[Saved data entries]

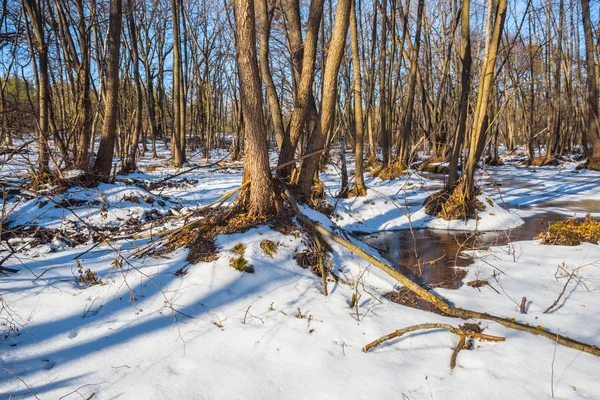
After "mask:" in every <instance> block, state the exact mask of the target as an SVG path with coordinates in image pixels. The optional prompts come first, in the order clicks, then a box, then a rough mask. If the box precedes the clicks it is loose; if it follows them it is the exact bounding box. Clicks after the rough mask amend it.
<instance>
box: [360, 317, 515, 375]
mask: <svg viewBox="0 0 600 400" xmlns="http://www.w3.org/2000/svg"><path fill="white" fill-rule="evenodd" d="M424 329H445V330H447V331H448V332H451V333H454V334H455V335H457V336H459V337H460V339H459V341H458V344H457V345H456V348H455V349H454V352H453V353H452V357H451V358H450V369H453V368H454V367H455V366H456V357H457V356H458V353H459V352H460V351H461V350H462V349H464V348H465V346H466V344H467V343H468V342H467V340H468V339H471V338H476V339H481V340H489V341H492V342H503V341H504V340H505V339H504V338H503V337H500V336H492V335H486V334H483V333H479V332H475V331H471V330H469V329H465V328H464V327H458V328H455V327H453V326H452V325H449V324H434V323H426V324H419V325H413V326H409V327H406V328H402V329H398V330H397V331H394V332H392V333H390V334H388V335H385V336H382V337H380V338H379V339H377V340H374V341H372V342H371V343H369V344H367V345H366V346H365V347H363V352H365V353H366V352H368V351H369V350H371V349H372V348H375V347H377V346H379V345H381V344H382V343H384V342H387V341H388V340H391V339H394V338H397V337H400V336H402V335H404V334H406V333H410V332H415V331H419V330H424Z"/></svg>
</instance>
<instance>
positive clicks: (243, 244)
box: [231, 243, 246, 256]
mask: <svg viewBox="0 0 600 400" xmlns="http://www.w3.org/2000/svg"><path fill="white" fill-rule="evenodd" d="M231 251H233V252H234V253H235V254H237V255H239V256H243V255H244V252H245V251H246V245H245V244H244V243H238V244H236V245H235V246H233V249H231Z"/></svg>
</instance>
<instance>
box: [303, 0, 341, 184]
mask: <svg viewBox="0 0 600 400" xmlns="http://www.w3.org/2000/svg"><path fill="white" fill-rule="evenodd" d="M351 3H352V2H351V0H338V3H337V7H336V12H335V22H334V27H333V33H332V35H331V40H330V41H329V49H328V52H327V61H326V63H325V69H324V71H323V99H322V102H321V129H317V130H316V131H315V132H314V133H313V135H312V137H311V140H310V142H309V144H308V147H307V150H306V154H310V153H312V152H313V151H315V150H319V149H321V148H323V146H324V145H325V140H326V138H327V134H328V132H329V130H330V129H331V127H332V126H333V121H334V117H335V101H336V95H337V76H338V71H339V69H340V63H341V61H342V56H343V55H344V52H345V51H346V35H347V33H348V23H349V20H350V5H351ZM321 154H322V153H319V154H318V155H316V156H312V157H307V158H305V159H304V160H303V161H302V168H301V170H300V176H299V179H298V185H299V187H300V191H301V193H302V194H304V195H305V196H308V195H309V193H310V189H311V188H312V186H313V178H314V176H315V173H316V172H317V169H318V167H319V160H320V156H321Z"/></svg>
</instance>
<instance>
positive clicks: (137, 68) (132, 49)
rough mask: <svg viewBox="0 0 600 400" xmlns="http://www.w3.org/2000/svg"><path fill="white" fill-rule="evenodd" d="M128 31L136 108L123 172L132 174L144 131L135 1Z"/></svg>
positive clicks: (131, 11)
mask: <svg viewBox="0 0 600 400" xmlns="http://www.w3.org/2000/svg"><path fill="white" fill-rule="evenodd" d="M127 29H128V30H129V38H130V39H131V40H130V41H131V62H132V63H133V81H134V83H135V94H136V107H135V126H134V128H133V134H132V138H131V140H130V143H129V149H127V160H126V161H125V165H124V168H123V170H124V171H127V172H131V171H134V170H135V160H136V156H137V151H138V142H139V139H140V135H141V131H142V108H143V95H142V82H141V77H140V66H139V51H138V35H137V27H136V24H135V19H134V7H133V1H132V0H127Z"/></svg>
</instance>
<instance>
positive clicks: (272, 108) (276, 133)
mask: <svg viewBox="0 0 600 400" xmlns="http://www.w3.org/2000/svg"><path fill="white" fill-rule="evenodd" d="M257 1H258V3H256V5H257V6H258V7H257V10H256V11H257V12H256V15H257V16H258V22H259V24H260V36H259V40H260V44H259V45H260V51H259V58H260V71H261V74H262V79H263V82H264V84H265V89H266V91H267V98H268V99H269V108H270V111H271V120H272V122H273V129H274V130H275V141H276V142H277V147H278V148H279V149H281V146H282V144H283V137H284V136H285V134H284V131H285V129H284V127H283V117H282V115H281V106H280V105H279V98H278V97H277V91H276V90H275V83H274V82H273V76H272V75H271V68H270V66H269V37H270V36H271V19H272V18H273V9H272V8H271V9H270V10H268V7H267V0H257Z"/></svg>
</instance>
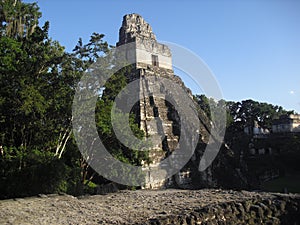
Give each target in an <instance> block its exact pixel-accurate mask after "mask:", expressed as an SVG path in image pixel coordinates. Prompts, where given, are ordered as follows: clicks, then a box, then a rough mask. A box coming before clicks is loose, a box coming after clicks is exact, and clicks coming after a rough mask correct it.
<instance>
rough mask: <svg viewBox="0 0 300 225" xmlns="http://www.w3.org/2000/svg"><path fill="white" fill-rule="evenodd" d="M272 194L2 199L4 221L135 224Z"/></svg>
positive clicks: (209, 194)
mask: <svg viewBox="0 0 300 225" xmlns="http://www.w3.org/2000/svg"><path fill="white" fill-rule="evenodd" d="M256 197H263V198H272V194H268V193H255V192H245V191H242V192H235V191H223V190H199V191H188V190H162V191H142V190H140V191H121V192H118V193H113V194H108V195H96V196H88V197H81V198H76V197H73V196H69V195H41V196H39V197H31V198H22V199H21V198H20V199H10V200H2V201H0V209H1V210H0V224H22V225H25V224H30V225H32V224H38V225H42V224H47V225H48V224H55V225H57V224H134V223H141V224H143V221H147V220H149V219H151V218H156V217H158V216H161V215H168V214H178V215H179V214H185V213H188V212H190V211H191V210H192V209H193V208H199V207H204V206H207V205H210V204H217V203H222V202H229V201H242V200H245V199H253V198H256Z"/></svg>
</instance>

### Action item:
Produce a word-for-word copy of the records, omitting all images.

### Answer for the task:
After "mask:" in every <instance> block, state the exact mask of the target as an SVG path with coordinates in image pixels. The optional prompts come first, in the order clicks, then a box, then a rough mask. If the box precedes the clicks it is loose; if it follows them it is the exact bounding box. Clicks after the rough mask amend it.
<instance>
box: [360, 317, 515, 375]
mask: <svg viewBox="0 0 600 400" xmlns="http://www.w3.org/2000/svg"><path fill="white" fill-rule="evenodd" d="M424 329H445V330H447V331H448V332H451V333H454V334H455V335H457V336H459V337H460V339H459V341H458V344H457V345H456V348H455V349H454V352H453V353H452V357H451V358H450V369H453V368H454V367H455V366H456V357H457V356H458V353H459V352H460V351H461V350H462V349H464V348H465V346H466V344H467V343H468V342H467V340H468V339H471V338H476V339H481V340H489V341H492V342H503V341H504V340H505V339H504V338H503V337H500V336H492V335H486V334H483V333H479V332H475V331H471V330H469V329H465V328H464V327H458V328H455V327H453V326H452V325H449V324H434V323H426V324H419V325H413V326H409V327H406V328H402V329H398V330H397V331H394V332H392V333H390V334H388V335H385V336H382V337H380V338H379V339H377V340H374V341H372V342H371V343H369V344H367V345H366V346H365V347H363V352H365V353H366V352H368V351H369V350H371V349H372V348H375V347H377V346H379V345H381V344H382V343H384V342H387V341H388V340H391V339H394V338H397V337H400V336H402V335H404V334H406V333H410V332H415V331H419V330H424Z"/></svg>
</instance>
<instance>
positive clicks: (243, 244)
box: [231, 243, 246, 256]
mask: <svg viewBox="0 0 600 400" xmlns="http://www.w3.org/2000/svg"><path fill="white" fill-rule="evenodd" d="M231 251H233V252H234V253H235V254H237V255H239V256H243V255H244V252H245V251H246V245H245V244H244V243H238V244H236V245H235V246H233V249H231Z"/></svg>
</instance>
<instance>
box: [303, 0, 341, 184]
mask: <svg viewBox="0 0 600 400" xmlns="http://www.w3.org/2000/svg"><path fill="white" fill-rule="evenodd" d="M351 3H352V2H351V0H338V3H337V7H336V12H335V22H334V27H333V33H332V35H331V40H330V41H329V49H328V52H327V61H326V63H325V69H324V71H323V99H322V102H321V129H317V130H316V131H315V132H314V133H313V135H312V137H311V140H310V142H309V144H308V147H307V150H306V154H310V153H312V152H313V151H315V150H319V149H321V148H323V146H324V145H325V140H326V138H327V134H328V132H329V130H330V129H331V127H332V126H333V121H334V117H335V101H336V95H337V76H338V71H339V69H340V63H341V61H342V56H343V55H344V52H345V51H346V35H347V33H348V23H349V20H350V5H351ZM321 154H322V153H319V154H318V155H316V156H312V157H307V158H305V159H304V160H303V161H302V168H301V170H300V176H299V179H298V185H299V187H300V191H301V193H302V194H304V195H305V196H308V195H309V193H310V189H311V188H312V186H313V178H314V176H315V173H316V172H317V169H318V167H319V160H320V156H321Z"/></svg>
</instance>
<instance>
positive clicks: (137, 68) (132, 49)
rough mask: <svg viewBox="0 0 600 400" xmlns="http://www.w3.org/2000/svg"><path fill="white" fill-rule="evenodd" d="M128 31L136 108L123 172L132 174L144 131L135 1Z"/></svg>
positive clicks: (131, 11)
mask: <svg viewBox="0 0 600 400" xmlns="http://www.w3.org/2000/svg"><path fill="white" fill-rule="evenodd" d="M127 29H128V30H129V38H130V39H131V40H130V41H131V62H132V63H133V81H134V83H135V94H136V107H135V126H134V128H133V134H132V138H131V140H130V143H129V149H127V160H126V161H125V165H124V168H123V170H124V171H127V172H131V171H134V170H135V160H136V156H137V151H138V142H139V139H140V135H141V131H142V108H143V95H142V82H141V77H140V66H139V51H138V35H137V27H136V24H135V19H134V7H133V1H132V0H127Z"/></svg>
</instance>
<instance>
positive clicks: (272, 108) (276, 133)
mask: <svg viewBox="0 0 600 400" xmlns="http://www.w3.org/2000/svg"><path fill="white" fill-rule="evenodd" d="M257 1H258V3H256V5H257V6H258V7H257V10H256V11H257V12H256V15H257V16H258V22H259V24H260V36H259V40H260V44H259V45H260V51H259V58H260V71H261V74H262V79H263V82H264V84H265V89H266V91H267V98H268V99H269V108H270V111H271V120H272V122H273V129H274V130H275V141H276V142H277V147H278V148H279V149H281V146H282V144H283V137H284V136H285V134H284V131H285V129H284V127H283V117H282V115H281V106H280V105H279V98H278V97H277V91H276V90H275V83H274V82H273V76H272V75H271V68H270V66H269V37H270V36H271V19H272V18H273V9H272V8H271V9H270V10H268V7H267V0H257Z"/></svg>
</instance>
Give each target in an <instance> block its exact pixel-accurate mask after "mask:", expressed as an SVG path in image pixel coordinates. Prompts, where given, are ordered as follows: clicks, then a box, then a rough mask. A box coming before clicks is loose, a box coming after clicks is exact, and clicks coming after a rough mask correct it.
<instance>
rough mask: <svg viewBox="0 0 300 225" xmlns="http://www.w3.org/2000/svg"><path fill="white" fill-rule="evenodd" d="M272 194L2 199L4 221L135 224Z"/></svg>
positive clicks: (209, 194)
mask: <svg viewBox="0 0 300 225" xmlns="http://www.w3.org/2000/svg"><path fill="white" fill-rule="evenodd" d="M256 197H263V198H272V194H268V193H255V192H245V191H242V192H235V191H223V190H199V191H188V190H162V191H142V190H140V191H121V192H118V193H113V194H108V195H96V196H88V197H81V198H76V197H73V196H69V195H41V196H39V197H31V198H22V199H21V198H20V199H10V200H2V201H0V209H1V210H0V224H22V225H25V224H30V225H32V224H38V225H42V224H47V225H48V224H55V225H57V224H134V223H141V224H143V221H147V220H149V219H151V218H156V217H158V216H161V215H168V214H178V215H179V214H185V213H188V212H190V211H191V210H192V209H193V208H199V207H204V206H207V205H210V204H217V203H222V202H229V201H242V200H245V199H253V198H256Z"/></svg>
</instance>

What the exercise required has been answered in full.